Exercise passage |
The Difficulty Of Debating A Clever Liar
”You can say anything you want during a debate and 80 million people hear it,” observed Peter Teeley, press secretary to Vice President Bush. If reporters then document that a candidate spoke untruthfully, ”so what?”
—New York Times, November 1, 1984
Barring a total meltdown—such as forgetting to wear pants or calling for war with Canada—there was no way Mitt Romney wasn’t going to be declared the winner of his first debate with President Obama.
As a TV show, the debates resemble “American Idol” for politicians. They give the nation’s esteemed political media—TV news channels in particular—their best chance to exercise power. And what TV networks need is a close presidential race, driving up ratings and enhancing their self-importance.
For that to happen, Romney had to win.
It’s also true that with the exception of Clinton-Dole in 1996, incumbent presidents have been declared first debate losers every time. Ronald Reagan performed so badly in 1984 that observers wondered if he’d grown senile. (We now know his Alzheimer’s disease was in its beginning stages.) George W. Bush sank in the polls after his first contest with John Kerry.
It’s also a lot harder being president than a mere candidate. President Obama isn’t the first incumbent to find prepping for a TV show a trivial annoyance amid the 24/7 demands of the White House. (Not to mention of the campaign itself.) He’s probably not the first to underestimate his opponent either.

Instructions |
a) Answer these questions using the passage about presidential debates:
(i) To whom was Peter Teeley press secretary?
(ii) Which debate is named as the exception in which the incumbent was not declared the first debate loser?
(iii) After his first contest with whom did George W. Bush sink in the polls?
b) Reproduce the passage about presidential debates word for word, from "The Difficulty Of" up to and including "had to win.".

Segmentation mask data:
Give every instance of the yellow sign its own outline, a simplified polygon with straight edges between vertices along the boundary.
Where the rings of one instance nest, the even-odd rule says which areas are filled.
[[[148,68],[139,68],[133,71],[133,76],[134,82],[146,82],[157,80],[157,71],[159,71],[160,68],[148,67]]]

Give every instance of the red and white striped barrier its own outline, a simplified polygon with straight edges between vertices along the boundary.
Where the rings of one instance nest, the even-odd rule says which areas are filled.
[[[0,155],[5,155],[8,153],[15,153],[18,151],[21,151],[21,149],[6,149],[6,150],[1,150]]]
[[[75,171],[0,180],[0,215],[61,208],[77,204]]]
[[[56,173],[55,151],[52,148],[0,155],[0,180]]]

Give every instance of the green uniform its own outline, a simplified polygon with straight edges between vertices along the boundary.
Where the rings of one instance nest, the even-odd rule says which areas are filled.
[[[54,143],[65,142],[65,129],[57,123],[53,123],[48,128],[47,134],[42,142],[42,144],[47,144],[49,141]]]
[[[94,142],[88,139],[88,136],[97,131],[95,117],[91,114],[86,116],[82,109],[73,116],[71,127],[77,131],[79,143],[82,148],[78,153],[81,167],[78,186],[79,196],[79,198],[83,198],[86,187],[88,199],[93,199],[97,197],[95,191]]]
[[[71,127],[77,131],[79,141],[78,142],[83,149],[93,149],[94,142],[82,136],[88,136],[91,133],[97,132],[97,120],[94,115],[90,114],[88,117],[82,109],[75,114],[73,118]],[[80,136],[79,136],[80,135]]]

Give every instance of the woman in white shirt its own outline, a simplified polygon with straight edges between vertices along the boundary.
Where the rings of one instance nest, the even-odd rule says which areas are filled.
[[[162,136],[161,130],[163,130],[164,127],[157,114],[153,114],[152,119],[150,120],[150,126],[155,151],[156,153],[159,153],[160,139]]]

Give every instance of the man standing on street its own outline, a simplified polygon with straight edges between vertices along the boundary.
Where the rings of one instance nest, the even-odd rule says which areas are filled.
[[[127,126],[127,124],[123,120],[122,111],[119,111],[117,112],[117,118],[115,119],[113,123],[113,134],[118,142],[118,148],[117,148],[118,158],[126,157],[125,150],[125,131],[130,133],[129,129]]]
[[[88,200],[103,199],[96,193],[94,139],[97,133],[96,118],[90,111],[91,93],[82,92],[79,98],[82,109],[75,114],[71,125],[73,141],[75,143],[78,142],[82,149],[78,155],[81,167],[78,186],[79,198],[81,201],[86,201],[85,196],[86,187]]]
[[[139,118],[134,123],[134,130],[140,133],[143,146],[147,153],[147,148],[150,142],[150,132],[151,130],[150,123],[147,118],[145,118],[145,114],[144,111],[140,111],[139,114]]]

Task solutions |
a)
(i) Vice President Bush
(ii) Clinton-Dole in 1996
(iii) John Kerry

b)
The Difficulty Of Debating A Clever Liar
”You can say anything you want during a debate and 80 million people hear it,” observed Peter Teeley, press secretary to Vice President Bush. If reporters then document that a candidate spoke untruthfully, ”so what?”
—New York Times, November 1, 1984
Barring a total meltdown—such as forgetting to wear pants or calling for war with Canada—there was no way Mitt Romney wasn’t going to be declared the winner of his first debate with President Obama.
As a TV show, the debates resemble “American Idol” for politicians. They give the nation’s esteemed political media—TV news channels in particular—their best chance to exercise power. And what TV networks need is a close presidential race, driving up ratings and enhancing their self-importance.
For that to happen, Romney had to win.